Text provided:
═══

# For those of you who plant Borage...



## n5odj (Mar 22, 2006)

I want to start Borage this year & have about 1.5 ounces of seed, which is thousands of seeds. Looking at various websites, some say to plant it ~1/4 inch & some say to not bury the seed as it needs light to germinate. Of course I'd rather be able to just toss them out since it would save much backache. And, yes, I hope they are as prolific re-seeders as all the websites say they are.
Also, I guess I need to wait until last frost (May 15th) to put them out. Or should I go ahead & plant/spread them now?

Robert in the hills of Tennessee


----------



## dragonfly (Jun 18, 2002)

I planted mine in pots about a month ago. They have been left outside with only a wire frame and clear plastic over them, and we've had a few frosty nights. They have survived, and I will put them in the ground in the next week. They are excellent bee plants.


----------



## brooksbeefarm (Apr 13, 2008)

Wait until last frost date in your area mine is may 10th. I planted borage 2 years ago the bees love it, i made a furrow about 50 ft. long and covered it 1/4 inch and tamped it, i had a good stand. I also planted catnip and cucumbers in the same patch, you could hear the bees humming before you got to the patch, when it was in bloom.(and that was all summer) Jack


----------



## n5odj (Mar 22, 2006)

Thank you Jack & Dragonfly for your responses. I think I'll do a combination of planting & spreading. This patch is ~6000 square feet with some newly planted clover & various wildflower mixes. 

Robert


----------



## BeeAware (Mar 24, 2007)

If you plant tomatoes in the garden, try planting a few borage plants between the tomatoes or in a row next to them. I do this to attract pollinators to the tomato plants resulting in more large fruits.


----------



## brooksbeefarm (Apr 13, 2008)

Not to be argumentative but tomatoes are like corn they are wind pollinated. Not to say bees don't work tomatoes because i have seen them, but very few times. Planting borage next to tomatoes could help.:scratch: Jack


----------



## Bizzybee (Jan 29, 2006)

The bumbles along with a few others work my tomatoes all the time. Only an occasional honeybee passes through them.


----------

═══

Written task 1: Return every line in the rows below that contains the string "distant", treating uppercase and lowercase letters as distinct.
The borage thread and the rows come from unrelated sources.

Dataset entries
═══

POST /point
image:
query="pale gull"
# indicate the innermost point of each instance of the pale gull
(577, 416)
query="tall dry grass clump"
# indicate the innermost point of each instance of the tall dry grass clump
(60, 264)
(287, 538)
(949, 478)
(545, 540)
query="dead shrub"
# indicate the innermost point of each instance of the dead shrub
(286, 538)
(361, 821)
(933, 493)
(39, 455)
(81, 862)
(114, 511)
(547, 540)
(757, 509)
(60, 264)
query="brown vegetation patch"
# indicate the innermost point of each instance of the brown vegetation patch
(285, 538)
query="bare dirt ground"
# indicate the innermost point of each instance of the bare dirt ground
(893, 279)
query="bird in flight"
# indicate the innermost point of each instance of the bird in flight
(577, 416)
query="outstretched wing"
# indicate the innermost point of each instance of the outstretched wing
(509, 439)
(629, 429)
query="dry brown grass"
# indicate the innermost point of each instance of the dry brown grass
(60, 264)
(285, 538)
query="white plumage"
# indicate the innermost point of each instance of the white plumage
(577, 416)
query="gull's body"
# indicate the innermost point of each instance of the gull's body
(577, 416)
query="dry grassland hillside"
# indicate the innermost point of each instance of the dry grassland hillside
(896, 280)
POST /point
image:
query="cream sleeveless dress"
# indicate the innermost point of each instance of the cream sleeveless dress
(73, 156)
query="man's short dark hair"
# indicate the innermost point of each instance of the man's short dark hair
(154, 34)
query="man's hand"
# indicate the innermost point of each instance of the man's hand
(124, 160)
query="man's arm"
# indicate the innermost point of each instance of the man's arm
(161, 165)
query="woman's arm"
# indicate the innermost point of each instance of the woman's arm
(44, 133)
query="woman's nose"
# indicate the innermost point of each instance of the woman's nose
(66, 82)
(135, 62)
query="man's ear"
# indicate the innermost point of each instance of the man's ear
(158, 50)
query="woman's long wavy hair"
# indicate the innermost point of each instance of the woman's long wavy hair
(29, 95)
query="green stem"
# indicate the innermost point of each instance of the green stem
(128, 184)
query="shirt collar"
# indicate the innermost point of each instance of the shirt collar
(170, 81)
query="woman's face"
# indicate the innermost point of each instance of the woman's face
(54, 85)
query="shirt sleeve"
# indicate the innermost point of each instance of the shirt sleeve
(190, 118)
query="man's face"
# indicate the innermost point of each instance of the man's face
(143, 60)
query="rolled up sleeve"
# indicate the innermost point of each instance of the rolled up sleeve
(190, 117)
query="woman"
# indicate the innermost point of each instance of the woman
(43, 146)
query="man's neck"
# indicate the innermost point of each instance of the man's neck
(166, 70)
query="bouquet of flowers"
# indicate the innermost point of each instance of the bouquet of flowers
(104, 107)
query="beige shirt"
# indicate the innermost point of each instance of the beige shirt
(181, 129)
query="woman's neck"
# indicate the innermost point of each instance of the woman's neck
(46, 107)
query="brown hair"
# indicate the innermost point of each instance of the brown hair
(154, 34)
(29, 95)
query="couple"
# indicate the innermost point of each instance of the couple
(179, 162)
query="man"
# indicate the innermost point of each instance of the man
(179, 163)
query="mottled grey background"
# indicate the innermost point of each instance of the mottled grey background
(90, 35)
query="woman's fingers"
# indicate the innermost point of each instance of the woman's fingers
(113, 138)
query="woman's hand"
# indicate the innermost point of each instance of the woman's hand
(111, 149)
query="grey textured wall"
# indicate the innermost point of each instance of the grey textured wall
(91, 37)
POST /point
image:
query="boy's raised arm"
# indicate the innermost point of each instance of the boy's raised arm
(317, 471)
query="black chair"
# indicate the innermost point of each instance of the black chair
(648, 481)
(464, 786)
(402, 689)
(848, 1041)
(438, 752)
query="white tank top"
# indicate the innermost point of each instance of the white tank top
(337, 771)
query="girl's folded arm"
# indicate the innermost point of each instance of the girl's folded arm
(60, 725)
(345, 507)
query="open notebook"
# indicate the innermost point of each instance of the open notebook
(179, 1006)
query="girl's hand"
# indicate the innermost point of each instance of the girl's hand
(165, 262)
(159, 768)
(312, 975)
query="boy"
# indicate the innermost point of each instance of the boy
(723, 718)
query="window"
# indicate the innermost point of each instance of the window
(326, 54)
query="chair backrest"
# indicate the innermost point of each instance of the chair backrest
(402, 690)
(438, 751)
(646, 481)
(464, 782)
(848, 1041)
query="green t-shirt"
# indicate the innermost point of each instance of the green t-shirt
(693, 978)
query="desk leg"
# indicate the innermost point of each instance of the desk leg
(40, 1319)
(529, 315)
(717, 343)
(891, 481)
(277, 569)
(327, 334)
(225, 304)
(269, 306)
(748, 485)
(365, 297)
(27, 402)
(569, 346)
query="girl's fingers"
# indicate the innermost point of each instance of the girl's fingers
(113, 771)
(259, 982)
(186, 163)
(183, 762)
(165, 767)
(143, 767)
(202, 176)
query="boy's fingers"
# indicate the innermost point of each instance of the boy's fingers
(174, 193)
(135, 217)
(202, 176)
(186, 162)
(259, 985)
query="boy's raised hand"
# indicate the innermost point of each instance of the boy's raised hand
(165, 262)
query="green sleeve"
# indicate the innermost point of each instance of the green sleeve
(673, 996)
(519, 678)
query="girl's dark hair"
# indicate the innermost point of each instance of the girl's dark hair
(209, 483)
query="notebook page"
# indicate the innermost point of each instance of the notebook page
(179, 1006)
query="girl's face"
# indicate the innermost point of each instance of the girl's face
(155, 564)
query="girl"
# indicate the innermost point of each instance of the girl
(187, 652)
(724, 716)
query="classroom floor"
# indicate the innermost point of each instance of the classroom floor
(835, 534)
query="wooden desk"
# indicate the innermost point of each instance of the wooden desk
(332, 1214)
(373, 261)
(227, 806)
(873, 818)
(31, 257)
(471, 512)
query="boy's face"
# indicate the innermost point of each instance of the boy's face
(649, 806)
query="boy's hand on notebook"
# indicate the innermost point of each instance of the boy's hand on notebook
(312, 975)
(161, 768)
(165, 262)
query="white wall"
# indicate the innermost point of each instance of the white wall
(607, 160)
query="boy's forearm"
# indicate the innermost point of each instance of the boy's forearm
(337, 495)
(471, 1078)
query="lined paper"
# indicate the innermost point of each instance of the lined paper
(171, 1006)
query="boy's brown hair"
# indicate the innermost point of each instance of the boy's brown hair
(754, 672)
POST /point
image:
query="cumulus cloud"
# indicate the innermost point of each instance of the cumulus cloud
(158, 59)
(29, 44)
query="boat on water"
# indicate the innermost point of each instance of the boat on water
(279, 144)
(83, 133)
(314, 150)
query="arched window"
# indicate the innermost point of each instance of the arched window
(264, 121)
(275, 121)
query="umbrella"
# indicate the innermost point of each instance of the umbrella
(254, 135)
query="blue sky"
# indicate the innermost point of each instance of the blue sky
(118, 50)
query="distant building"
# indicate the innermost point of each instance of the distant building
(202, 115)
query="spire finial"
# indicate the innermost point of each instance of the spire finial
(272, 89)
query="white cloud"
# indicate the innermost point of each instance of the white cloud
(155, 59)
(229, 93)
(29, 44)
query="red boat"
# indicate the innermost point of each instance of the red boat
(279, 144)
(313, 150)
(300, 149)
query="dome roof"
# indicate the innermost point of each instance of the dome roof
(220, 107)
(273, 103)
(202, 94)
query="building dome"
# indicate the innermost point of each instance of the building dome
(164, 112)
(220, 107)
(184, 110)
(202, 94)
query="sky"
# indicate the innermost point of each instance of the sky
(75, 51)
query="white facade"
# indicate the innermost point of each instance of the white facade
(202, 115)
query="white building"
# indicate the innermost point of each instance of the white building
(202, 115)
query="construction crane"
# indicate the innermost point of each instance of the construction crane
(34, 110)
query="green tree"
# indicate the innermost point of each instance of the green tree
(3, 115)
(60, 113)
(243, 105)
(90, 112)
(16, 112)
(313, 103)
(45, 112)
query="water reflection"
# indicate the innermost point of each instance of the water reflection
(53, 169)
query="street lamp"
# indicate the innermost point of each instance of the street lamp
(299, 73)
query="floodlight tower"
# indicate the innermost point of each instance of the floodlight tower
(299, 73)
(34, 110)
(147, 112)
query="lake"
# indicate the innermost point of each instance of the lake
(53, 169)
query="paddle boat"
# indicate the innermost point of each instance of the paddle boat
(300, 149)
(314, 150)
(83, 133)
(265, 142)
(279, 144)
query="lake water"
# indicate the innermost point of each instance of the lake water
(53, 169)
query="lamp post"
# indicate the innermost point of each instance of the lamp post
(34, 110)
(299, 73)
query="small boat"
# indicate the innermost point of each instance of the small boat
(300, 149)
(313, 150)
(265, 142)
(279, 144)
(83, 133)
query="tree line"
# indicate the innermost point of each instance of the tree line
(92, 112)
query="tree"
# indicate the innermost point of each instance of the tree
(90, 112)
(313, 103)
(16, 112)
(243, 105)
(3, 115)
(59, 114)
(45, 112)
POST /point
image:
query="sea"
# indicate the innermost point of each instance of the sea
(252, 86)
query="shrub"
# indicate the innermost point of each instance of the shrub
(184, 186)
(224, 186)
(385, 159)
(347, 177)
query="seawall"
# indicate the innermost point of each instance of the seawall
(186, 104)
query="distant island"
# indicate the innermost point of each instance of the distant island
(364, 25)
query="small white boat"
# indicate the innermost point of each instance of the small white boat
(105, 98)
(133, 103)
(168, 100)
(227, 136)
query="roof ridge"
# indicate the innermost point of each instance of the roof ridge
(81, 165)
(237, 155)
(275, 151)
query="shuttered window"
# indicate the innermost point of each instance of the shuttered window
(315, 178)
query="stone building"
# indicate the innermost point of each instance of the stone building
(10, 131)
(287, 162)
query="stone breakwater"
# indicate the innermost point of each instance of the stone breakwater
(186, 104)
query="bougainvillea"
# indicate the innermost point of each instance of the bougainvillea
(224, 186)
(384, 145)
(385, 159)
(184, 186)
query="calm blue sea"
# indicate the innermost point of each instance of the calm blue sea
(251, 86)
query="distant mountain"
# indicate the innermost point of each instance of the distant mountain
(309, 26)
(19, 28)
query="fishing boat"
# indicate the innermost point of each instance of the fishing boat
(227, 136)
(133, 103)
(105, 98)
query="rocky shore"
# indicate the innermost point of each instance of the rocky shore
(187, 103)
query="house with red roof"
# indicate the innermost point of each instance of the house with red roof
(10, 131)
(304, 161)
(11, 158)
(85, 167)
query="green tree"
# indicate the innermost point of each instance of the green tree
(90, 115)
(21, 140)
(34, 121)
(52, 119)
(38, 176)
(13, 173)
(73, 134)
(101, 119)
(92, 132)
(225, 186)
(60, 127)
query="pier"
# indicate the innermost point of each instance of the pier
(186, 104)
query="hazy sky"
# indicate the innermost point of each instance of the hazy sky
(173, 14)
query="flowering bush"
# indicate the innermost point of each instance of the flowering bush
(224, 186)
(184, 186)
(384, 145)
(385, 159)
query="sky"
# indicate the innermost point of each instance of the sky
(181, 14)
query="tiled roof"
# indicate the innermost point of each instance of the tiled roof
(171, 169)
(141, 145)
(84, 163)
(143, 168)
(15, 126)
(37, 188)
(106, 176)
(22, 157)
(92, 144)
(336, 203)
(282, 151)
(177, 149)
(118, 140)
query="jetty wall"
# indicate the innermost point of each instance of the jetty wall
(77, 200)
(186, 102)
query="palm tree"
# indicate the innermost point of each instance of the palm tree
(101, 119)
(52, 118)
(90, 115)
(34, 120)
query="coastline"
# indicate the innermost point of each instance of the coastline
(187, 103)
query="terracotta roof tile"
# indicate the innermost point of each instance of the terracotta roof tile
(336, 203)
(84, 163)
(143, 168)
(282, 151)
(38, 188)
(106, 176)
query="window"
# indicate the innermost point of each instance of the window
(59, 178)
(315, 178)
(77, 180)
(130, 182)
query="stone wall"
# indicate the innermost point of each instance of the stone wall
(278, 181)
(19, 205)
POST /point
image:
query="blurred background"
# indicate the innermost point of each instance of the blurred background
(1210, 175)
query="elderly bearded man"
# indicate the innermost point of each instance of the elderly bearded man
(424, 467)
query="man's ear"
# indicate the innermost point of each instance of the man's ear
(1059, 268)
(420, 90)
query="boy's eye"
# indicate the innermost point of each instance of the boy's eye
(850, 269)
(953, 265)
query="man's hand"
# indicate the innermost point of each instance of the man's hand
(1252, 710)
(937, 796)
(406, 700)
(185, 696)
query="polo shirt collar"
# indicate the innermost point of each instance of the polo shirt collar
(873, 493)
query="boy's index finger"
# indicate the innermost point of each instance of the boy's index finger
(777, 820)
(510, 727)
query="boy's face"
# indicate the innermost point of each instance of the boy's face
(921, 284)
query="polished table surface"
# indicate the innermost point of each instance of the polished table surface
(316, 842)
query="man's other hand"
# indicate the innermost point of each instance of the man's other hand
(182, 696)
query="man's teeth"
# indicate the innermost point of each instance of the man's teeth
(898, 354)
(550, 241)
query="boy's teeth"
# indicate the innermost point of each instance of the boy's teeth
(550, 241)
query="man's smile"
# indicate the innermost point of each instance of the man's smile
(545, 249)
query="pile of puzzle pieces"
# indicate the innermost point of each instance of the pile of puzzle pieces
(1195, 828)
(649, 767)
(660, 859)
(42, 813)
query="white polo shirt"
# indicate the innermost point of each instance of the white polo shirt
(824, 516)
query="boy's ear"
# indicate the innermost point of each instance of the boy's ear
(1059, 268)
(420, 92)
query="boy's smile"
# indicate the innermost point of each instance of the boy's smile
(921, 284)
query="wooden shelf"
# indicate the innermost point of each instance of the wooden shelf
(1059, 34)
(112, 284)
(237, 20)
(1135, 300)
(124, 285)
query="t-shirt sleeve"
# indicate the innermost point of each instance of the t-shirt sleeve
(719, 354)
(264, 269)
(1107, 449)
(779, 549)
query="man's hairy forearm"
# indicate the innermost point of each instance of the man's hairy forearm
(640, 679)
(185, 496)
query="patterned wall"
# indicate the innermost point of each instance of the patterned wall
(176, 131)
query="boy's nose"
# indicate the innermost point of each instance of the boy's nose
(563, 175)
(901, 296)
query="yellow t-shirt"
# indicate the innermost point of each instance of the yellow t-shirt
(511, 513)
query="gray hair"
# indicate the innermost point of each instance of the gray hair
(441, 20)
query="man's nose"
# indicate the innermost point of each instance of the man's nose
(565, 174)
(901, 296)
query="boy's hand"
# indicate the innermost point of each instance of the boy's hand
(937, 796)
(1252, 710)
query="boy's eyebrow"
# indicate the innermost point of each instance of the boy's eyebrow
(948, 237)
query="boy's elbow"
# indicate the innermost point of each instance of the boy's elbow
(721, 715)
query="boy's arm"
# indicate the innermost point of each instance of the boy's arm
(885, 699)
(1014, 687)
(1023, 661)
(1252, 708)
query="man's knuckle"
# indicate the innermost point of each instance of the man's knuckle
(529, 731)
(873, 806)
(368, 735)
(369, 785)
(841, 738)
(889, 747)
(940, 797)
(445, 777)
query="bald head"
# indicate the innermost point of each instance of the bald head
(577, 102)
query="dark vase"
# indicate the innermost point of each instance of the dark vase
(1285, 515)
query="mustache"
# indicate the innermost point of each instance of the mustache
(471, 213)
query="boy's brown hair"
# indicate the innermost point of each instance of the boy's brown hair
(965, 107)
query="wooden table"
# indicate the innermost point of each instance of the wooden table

═══

Written task 2: Reproduce the portion of the borage thread that opens with the words "# For those" and closes with "say they are.".

Written answer 1:
query="distant building"
# indicate the innermost point of each instance of the distant building
query="distant island"
# indicate the innermost point of each instance of the distant island
query="distant mountain"
# indicate the innermost point of each instance of the distant mountain

Written answer 2:
# For those of you who plant Borage...



## n5odj (Mar 22, 2006)

I want to start Borage this year & have about 1.5 ounces of seed, which is thousands of seeds. Looking at various websites, some say to plant it ~1/4 inch & some say to not bury the seed as it needs light to germinate. Of course I'd rather be able to just toss them out since it would save much backache. And, yes, I hope they are as prolific re-seeders as all the websites say they are.